--- begin Data records ---

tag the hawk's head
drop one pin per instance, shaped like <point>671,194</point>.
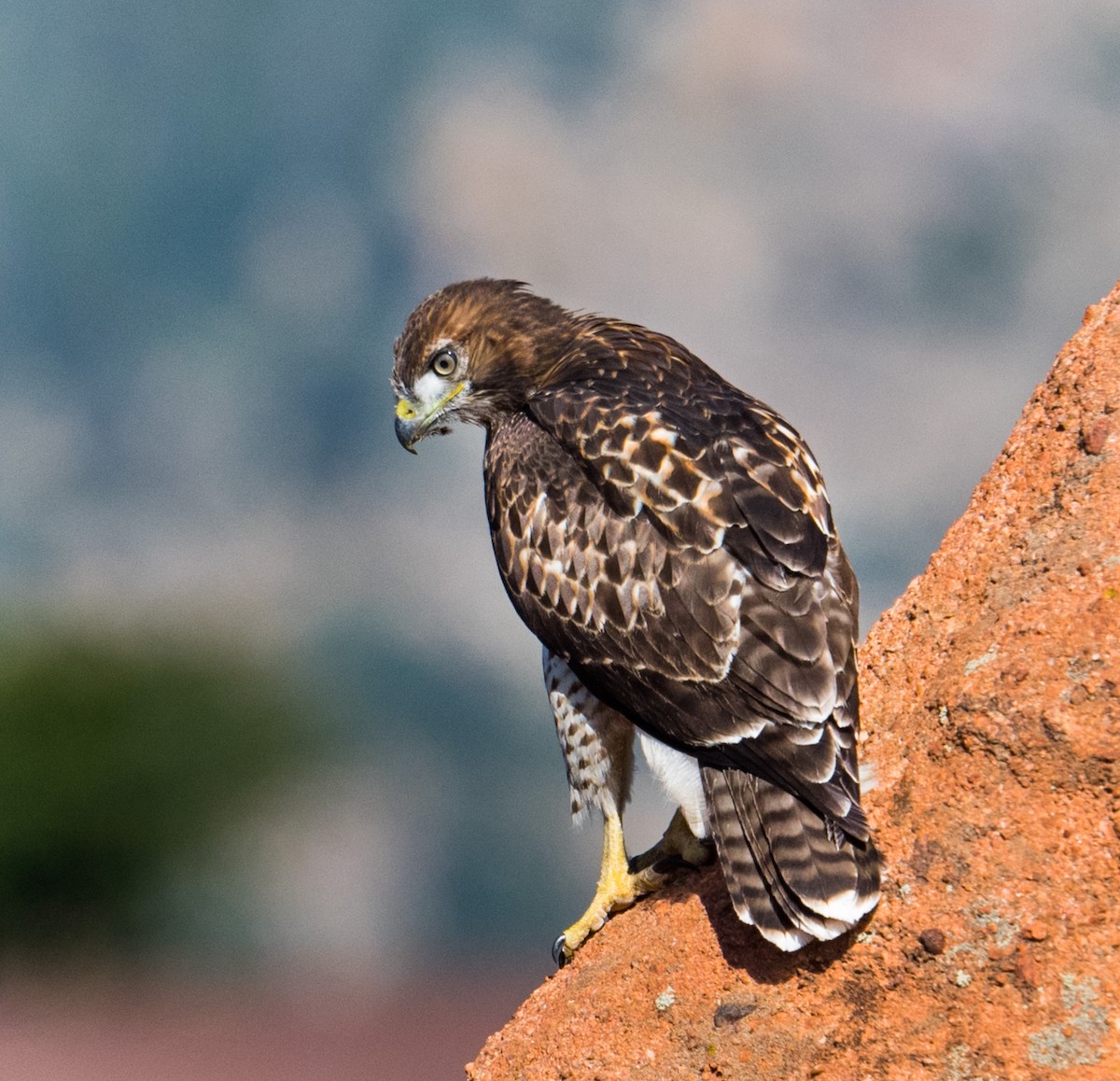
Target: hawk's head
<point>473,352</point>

--- end Data records ---
--- begin Data records ---

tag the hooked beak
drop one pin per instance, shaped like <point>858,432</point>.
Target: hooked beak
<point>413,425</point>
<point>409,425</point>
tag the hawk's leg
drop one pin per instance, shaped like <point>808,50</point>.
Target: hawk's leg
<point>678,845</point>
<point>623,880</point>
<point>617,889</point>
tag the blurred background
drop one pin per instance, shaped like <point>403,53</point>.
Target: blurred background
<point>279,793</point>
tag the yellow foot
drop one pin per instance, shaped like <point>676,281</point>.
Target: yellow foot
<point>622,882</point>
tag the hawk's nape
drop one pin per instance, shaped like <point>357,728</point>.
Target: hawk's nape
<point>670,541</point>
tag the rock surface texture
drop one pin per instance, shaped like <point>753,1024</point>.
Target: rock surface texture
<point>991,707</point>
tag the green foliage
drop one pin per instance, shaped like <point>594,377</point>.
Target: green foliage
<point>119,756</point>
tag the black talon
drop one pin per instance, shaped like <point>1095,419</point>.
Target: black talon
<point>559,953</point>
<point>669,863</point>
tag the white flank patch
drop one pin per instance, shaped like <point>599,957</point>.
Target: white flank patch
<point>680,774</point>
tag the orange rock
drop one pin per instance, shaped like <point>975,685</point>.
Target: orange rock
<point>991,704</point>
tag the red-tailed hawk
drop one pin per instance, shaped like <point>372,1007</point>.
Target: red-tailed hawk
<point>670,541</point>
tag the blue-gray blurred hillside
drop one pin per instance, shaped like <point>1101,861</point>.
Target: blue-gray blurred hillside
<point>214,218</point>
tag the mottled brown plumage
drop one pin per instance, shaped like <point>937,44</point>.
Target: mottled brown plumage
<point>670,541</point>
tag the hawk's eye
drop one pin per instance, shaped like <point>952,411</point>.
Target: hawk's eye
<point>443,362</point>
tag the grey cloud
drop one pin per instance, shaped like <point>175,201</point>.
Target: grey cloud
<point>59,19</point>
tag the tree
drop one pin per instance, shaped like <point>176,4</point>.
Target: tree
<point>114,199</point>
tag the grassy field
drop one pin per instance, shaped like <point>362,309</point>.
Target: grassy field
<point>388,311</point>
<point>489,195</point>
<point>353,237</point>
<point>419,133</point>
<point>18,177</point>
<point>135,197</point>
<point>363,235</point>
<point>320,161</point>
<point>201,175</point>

--- end Data records ---
--- begin Data records ---

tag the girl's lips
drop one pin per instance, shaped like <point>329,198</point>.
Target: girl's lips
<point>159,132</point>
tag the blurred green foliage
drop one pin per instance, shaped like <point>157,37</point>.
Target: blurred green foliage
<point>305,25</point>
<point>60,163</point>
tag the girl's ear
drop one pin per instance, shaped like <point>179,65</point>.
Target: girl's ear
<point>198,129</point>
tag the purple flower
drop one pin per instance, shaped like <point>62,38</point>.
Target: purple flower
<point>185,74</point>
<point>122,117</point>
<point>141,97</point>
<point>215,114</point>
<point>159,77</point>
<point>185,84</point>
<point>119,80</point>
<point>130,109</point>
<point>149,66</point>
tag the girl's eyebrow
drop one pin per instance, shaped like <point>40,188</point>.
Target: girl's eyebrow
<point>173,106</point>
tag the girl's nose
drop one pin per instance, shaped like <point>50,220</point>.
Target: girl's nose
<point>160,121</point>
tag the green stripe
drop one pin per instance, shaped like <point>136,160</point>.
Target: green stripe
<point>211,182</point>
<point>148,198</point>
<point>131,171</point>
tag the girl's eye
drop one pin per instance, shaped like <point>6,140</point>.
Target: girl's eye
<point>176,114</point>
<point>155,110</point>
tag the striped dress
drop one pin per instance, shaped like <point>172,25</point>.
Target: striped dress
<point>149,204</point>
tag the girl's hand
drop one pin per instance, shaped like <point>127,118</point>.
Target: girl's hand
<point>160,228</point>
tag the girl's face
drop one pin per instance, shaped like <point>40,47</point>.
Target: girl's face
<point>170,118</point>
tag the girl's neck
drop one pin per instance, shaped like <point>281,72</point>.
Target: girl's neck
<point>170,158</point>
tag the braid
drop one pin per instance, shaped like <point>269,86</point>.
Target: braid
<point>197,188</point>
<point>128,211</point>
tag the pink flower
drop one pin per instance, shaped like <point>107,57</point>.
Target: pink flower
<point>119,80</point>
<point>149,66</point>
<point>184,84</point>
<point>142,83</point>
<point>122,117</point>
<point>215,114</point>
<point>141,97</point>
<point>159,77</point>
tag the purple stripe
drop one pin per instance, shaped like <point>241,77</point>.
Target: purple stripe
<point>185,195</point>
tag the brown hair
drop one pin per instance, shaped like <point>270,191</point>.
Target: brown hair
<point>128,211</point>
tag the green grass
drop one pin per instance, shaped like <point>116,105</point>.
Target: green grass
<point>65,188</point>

--- end Data records ---

§ Given instruction
Pull out every line above that contains the word "white", and list them in order.

§ Output for this exercise
tag the white flank patch
Target: white flank patch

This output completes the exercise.